Image point grounding data
>>>

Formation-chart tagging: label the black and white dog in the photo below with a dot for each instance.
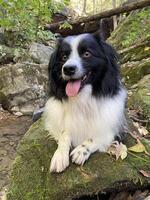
(85, 109)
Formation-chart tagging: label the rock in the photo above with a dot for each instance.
(23, 87)
(32, 180)
(10, 54)
(132, 31)
(141, 98)
(40, 53)
(134, 71)
(136, 52)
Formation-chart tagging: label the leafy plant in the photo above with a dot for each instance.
(28, 17)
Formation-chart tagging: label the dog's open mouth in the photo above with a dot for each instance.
(74, 86)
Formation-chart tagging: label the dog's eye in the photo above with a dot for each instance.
(87, 54)
(64, 58)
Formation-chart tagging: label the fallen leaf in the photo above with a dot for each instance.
(118, 150)
(143, 131)
(139, 147)
(144, 173)
(147, 49)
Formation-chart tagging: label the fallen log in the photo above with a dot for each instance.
(91, 23)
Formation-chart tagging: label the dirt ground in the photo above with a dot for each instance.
(12, 128)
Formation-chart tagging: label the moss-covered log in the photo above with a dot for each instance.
(31, 178)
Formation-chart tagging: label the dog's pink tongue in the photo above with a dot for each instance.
(72, 88)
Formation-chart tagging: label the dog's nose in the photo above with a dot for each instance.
(69, 70)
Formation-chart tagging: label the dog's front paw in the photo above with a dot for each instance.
(60, 161)
(80, 154)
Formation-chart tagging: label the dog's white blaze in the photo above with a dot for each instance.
(74, 58)
(85, 117)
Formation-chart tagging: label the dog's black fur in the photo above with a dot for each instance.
(105, 77)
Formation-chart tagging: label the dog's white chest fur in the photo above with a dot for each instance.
(86, 117)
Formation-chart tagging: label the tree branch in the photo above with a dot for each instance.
(82, 25)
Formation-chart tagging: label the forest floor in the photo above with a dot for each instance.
(12, 129)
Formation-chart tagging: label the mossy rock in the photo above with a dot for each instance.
(136, 53)
(9, 54)
(133, 30)
(141, 98)
(32, 180)
(132, 72)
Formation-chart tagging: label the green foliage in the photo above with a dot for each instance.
(138, 28)
(65, 25)
(28, 17)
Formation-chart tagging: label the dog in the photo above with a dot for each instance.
(85, 109)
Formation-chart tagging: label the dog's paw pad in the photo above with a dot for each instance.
(60, 161)
(80, 154)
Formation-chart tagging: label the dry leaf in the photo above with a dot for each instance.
(147, 49)
(142, 130)
(118, 149)
(139, 147)
(146, 174)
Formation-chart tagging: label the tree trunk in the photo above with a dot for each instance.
(84, 7)
(82, 25)
(115, 16)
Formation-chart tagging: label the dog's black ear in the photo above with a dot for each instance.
(97, 36)
(53, 63)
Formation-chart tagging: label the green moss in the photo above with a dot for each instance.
(138, 53)
(31, 178)
(141, 98)
(134, 71)
(133, 30)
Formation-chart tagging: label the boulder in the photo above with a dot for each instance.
(23, 87)
(32, 180)
(40, 53)
(140, 98)
(133, 71)
(13, 54)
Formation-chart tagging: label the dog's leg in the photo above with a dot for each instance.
(60, 159)
(82, 152)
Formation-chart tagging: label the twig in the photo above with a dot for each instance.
(138, 157)
(137, 119)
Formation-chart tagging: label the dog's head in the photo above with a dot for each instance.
(80, 60)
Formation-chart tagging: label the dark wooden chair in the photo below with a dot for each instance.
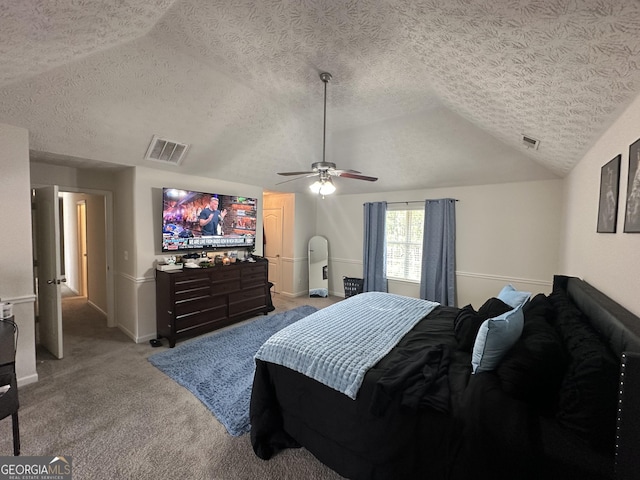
(8, 384)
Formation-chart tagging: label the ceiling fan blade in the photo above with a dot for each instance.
(358, 177)
(311, 174)
(294, 173)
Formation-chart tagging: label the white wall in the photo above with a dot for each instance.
(506, 233)
(610, 262)
(16, 281)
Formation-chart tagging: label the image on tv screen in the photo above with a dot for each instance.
(197, 220)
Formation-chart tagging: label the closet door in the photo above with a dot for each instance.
(318, 267)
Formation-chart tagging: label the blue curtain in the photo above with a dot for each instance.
(438, 282)
(374, 262)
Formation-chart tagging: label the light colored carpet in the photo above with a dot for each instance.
(119, 417)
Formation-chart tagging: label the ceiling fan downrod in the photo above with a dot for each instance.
(325, 77)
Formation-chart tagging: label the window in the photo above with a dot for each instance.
(404, 244)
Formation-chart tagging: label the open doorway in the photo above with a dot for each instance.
(85, 251)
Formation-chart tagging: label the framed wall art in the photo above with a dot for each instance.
(609, 188)
(632, 214)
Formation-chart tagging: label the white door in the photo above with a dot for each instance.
(49, 277)
(272, 221)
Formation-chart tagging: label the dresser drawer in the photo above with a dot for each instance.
(257, 278)
(247, 305)
(200, 318)
(225, 286)
(247, 294)
(223, 273)
(194, 305)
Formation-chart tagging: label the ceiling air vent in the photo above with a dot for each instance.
(530, 142)
(167, 151)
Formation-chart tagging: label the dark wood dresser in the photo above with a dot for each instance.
(194, 301)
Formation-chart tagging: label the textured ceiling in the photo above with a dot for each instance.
(425, 93)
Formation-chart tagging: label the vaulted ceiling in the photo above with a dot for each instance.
(425, 93)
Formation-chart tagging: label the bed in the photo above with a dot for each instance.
(543, 407)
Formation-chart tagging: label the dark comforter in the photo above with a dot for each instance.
(405, 411)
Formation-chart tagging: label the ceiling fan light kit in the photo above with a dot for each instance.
(325, 170)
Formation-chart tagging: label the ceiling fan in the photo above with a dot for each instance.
(325, 170)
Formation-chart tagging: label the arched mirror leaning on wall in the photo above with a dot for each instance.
(318, 267)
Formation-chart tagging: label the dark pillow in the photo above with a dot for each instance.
(493, 308)
(533, 369)
(468, 321)
(466, 325)
(588, 395)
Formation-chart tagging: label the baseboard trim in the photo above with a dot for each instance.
(22, 381)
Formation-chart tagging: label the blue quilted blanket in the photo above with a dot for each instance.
(338, 344)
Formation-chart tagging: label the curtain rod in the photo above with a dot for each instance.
(417, 201)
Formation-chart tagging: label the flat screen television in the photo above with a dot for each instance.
(206, 221)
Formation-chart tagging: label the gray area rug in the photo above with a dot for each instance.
(218, 369)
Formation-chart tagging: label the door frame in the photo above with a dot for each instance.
(109, 243)
(277, 260)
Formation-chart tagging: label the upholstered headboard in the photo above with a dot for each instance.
(622, 329)
(616, 324)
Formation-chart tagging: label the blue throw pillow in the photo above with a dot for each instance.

<<<

PROBLEM REQUIREMENTS: Extract every line from the one containing "Formation-chart tagging: label the blue quilted" to the end of the entries, including both of those lines, exactly as given and with nothing added.

RESULT:
Formation-chart tagging: label the blue quilted blanket in the photo above with a dot for each instance.
(338, 344)
Formation-chart tagging: label the curtain rod in the photo above with a dot for each instance.
(417, 201)
Formation-chart tagging: label the flat screen television in the photo above with a dot for each instance.
(206, 221)
Formation-chart tagging: label the gray area rug in the photo above with a dot for each instance.
(218, 369)
Formation-chart tagging: label the door frame in the photo above with a dot for each instance.
(109, 243)
(277, 260)
Formation-chart tagging: label the upholstered headboard in the photo above with a dot for each instance.
(622, 329)
(616, 324)
Formation-chart tagging: label the blue throw pillow in the photo above with a dot for each instance.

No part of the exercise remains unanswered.